◆ DATA FOR THE TASK ◆

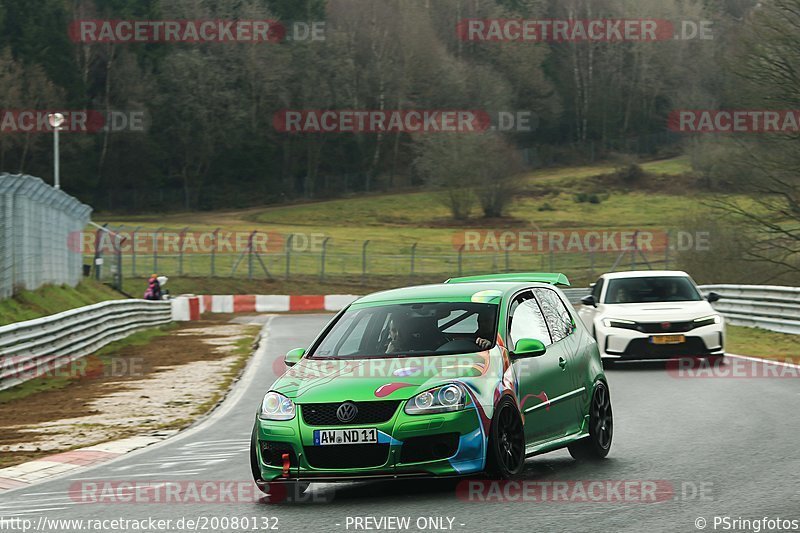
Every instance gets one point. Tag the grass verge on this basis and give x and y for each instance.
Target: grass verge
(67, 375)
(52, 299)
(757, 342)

◆ WHAT IS ASKED ◆
Reproduce every entry above word for word, leaving out the pictures.

◆ EXERCISE SOLUTION ◆
Every instance gets one point. Tag the grass verge on this basis and give x and y for each instance.
Target: grass verge
(67, 375)
(52, 299)
(757, 342)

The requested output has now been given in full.